Given task: Please copy every row below line by line, with no changes to any character.

Record excerpts:
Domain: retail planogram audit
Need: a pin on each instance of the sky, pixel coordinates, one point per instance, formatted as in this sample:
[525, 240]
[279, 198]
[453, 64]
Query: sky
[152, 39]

Output for this task:
Domain: retail planogram audit
Need: a pin on each instance of the sky, pixel coordinates, one point per instance, formatted as in this sample:
[525, 240]
[279, 198]
[453, 64]
Query: sky
[152, 39]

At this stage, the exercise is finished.